Exercise prompt » Every line below from the one with "of the pile" through the one with "Target: red piping on jersey" should be retyped exactly, both ends included; no other lines and no pictures.

Records for this exercise »

Content starts

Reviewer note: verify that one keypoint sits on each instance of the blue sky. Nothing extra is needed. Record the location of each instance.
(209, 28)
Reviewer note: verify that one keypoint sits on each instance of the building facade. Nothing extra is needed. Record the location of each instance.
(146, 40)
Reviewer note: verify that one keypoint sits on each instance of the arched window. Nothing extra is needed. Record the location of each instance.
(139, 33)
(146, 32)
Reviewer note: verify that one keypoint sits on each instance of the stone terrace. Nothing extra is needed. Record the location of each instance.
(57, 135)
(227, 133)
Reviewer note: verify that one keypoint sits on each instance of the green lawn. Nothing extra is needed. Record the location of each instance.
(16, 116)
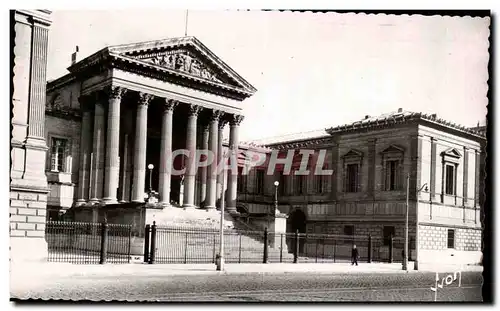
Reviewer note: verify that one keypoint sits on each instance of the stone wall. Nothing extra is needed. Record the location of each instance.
(27, 214)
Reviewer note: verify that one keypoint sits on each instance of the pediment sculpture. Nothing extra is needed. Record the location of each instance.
(185, 63)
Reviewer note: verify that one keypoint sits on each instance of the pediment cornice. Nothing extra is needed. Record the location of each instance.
(179, 60)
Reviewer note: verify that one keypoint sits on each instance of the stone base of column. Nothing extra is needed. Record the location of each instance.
(80, 203)
(189, 206)
(107, 201)
(28, 250)
(232, 210)
(94, 201)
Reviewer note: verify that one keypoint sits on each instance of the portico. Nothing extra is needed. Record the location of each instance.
(140, 103)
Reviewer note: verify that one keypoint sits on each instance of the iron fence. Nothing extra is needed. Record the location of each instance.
(202, 245)
(88, 243)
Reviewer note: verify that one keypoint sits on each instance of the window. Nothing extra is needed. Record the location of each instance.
(389, 232)
(349, 230)
(392, 160)
(450, 179)
(57, 154)
(392, 174)
(451, 238)
(282, 185)
(352, 177)
(242, 181)
(299, 184)
(259, 181)
(318, 183)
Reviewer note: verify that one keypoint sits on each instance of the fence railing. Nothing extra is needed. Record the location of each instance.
(202, 245)
(88, 243)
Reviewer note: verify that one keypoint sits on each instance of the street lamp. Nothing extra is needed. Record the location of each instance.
(415, 265)
(220, 262)
(150, 167)
(405, 259)
(276, 184)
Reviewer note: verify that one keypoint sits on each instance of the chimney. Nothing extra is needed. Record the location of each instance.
(74, 56)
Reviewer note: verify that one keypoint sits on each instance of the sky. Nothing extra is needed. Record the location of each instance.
(311, 71)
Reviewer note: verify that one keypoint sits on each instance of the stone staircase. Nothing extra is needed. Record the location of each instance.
(193, 236)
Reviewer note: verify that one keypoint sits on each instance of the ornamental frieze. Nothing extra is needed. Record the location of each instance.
(184, 62)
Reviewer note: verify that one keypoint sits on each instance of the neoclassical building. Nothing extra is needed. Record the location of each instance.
(28, 182)
(372, 160)
(128, 106)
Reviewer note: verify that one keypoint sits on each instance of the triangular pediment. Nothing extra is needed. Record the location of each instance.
(393, 149)
(187, 57)
(452, 152)
(353, 153)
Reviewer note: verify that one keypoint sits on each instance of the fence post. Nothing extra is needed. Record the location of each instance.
(370, 248)
(152, 251)
(129, 242)
(281, 248)
(316, 249)
(266, 246)
(146, 243)
(391, 246)
(239, 249)
(334, 249)
(104, 242)
(296, 248)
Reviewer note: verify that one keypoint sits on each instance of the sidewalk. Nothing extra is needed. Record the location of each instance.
(61, 270)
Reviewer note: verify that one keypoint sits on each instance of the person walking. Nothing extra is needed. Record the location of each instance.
(354, 255)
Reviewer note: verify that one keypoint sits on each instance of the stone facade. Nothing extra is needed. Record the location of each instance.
(442, 161)
(28, 186)
(107, 122)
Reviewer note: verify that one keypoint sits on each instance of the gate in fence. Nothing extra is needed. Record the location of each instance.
(88, 243)
(202, 245)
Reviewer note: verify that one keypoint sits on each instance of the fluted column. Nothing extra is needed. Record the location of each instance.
(190, 174)
(220, 152)
(85, 149)
(233, 175)
(213, 147)
(203, 169)
(166, 152)
(140, 147)
(97, 156)
(112, 169)
(35, 145)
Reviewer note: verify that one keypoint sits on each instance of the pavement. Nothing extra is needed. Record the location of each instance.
(165, 283)
(24, 272)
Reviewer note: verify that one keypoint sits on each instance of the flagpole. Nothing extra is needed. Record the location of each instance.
(185, 28)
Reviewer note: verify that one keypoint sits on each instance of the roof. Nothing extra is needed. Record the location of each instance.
(397, 117)
(299, 136)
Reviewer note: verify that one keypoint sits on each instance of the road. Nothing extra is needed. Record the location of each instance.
(255, 288)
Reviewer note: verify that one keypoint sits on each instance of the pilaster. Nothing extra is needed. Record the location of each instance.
(140, 144)
(166, 152)
(233, 175)
(112, 169)
(189, 180)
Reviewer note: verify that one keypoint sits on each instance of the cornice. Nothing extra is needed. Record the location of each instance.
(409, 118)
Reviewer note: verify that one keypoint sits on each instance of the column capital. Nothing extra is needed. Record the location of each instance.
(145, 98)
(170, 104)
(115, 92)
(216, 115)
(87, 102)
(236, 119)
(222, 123)
(194, 110)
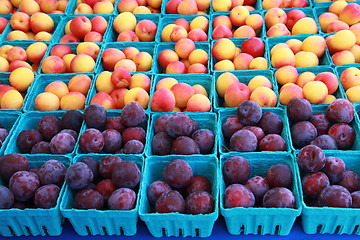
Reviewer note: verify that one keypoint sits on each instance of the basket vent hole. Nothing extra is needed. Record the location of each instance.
(356, 229)
(88, 230)
(11, 231)
(180, 232)
(28, 230)
(319, 229)
(242, 229)
(338, 229)
(277, 229)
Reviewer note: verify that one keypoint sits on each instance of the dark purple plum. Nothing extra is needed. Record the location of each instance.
(159, 125)
(12, 163)
(184, 146)
(340, 111)
(335, 196)
(279, 175)
(78, 176)
(178, 124)
(155, 190)
(23, 185)
(46, 196)
(132, 115)
(95, 116)
(122, 199)
(126, 174)
(199, 203)
(237, 195)
(133, 147)
(88, 199)
(271, 123)
(243, 141)
(279, 197)
(311, 158)
(52, 172)
(249, 113)
(272, 142)
(107, 165)
(49, 126)
(91, 141)
(170, 201)
(230, 126)
(72, 119)
(236, 170)
(161, 144)
(178, 173)
(62, 143)
(27, 139)
(325, 142)
(299, 109)
(112, 140)
(6, 198)
(302, 133)
(334, 169)
(314, 183)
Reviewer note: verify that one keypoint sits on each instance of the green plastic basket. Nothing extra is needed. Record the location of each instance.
(260, 220)
(176, 224)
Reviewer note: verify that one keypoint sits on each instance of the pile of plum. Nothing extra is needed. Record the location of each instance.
(36, 187)
(330, 131)
(179, 182)
(121, 134)
(253, 130)
(179, 134)
(110, 184)
(325, 181)
(53, 135)
(271, 191)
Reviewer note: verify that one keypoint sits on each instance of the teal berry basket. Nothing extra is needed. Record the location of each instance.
(308, 12)
(116, 113)
(339, 93)
(260, 220)
(155, 18)
(55, 17)
(61, 28)
(163, 46)
(148, 47)
(204, 80)
(30, 120)
(4, 80)
(238, 43)
(171, 18)
(34, 221)
(9, 120)
(93, 91)
(322, 220)
(354, 124)
(205, 121)
(42, 81)
(73, 47)
(224, 144)
(102, 222)
(325, 60)
(177, 224)
(261, 32)
(245, 78)
(340, 70)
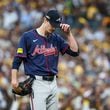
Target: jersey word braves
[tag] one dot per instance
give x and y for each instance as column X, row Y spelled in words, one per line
column 40, row 53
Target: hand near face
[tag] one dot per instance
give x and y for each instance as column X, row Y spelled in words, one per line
column 65, row 28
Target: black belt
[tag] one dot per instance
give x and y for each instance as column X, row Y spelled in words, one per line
column 48, row 78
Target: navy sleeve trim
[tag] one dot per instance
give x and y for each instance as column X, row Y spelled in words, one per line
column 16, row 62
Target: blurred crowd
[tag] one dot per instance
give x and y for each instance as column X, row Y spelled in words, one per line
column 84, row 81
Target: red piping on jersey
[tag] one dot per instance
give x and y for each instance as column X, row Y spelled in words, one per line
column 35, row 33
column 46, row 57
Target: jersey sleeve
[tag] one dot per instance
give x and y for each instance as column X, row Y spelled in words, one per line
column 63, row 45
column 22, row 47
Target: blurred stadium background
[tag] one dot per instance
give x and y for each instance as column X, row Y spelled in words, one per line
column 84, row 82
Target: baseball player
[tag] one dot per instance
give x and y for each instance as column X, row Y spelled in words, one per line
column 39, row 50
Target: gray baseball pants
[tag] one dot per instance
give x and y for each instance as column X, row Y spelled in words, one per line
column 45, row 95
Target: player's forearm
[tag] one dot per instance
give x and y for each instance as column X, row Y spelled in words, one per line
column 72, row 42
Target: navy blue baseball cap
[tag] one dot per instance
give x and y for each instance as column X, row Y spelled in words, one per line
column 54, row 18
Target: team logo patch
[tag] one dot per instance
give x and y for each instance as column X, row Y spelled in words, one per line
column 20, row 50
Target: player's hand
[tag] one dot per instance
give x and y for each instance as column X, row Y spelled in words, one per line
column 65, row 28
column 14, row 83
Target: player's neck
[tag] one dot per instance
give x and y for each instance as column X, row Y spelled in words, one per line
column 41, row 31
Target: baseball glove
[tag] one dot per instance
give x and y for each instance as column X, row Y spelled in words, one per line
column 24, row 88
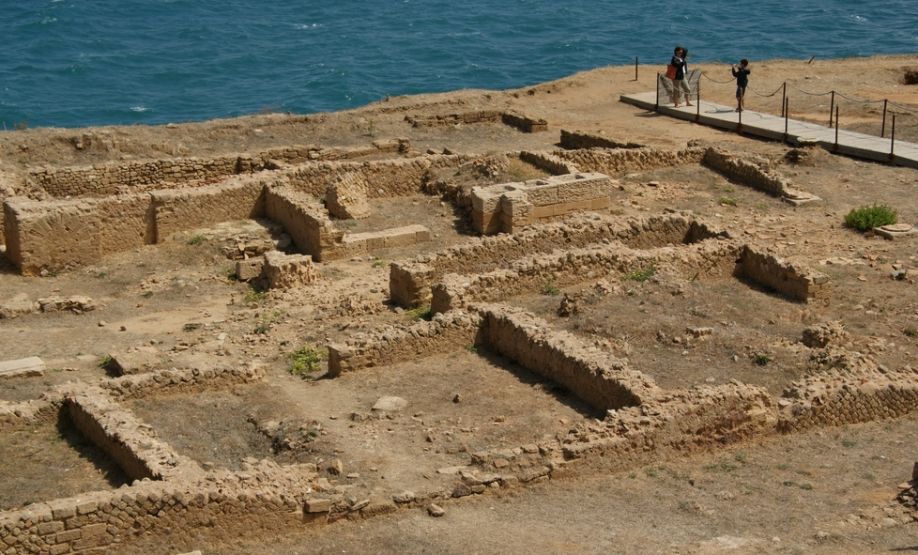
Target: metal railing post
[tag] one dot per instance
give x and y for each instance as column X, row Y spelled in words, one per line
column 883, row 127
column 892, row 141
column 783, row 98
column 786, row 116
column 698, row 101
column 836, row 129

Content ends

Answer area »
Reviewer note: verify that one keypoint sits on each instance of the pile of plum. Nothing extra is needed. Record the location of each instance.
(36, 187)
(330, 131)
(179, 182)
(121, 134)
(253, 130)
(179, 134)
(110, 184)
(325, 181)
(53, 135)
(271, 191)
Reviewer note: verify that one keypoint sits on each instance of the teal berry basket. Nothing extra is needed. Record the location of each instance.
(308, 12)
(116, 113)
(339, 93)
(260, 220)
(155, 18)
(55, 17)
(61, 28)
(163, 46)
(148, 47)
(204, 80)
(30, 120)
(4, 80)
(238, 43)
(171, 18)
(34, 221)
(9, 120)
(93, 91)
(322, 220)
(354, 124)
(205, 121)
(42, 81)
(73, 47)
(224, 144)
(102, 222)
(325, 60)
(177, 224)
(261, 32)
(245, 78)
(340, 70)
Target: jersey word braves
[tag] one dot per instance
give x and y for each instance as column X, row Y spelled in words, one per line
column 40, row 53
Target: hand near face
[tag] one dot per instance
give x and y for each instance as column X, row Y spelled in words, one per line
column 65, row 28
Target: black belt
[tag] one dot per instance
give x and y for each instance as column X, row Y spelled in words, one per line
column 48, row 78
Target: navy sleeve trim
[tag] one dot per instance
give x and y for each instance as column X, row Y spelled in words, one per line
column 16, row 62
Target: blurred crowd
[tag] one dot per instance
give x and y for each instance as column X, row Y spelled in words, one per line
column 84, row 81
Target: red piping on jersey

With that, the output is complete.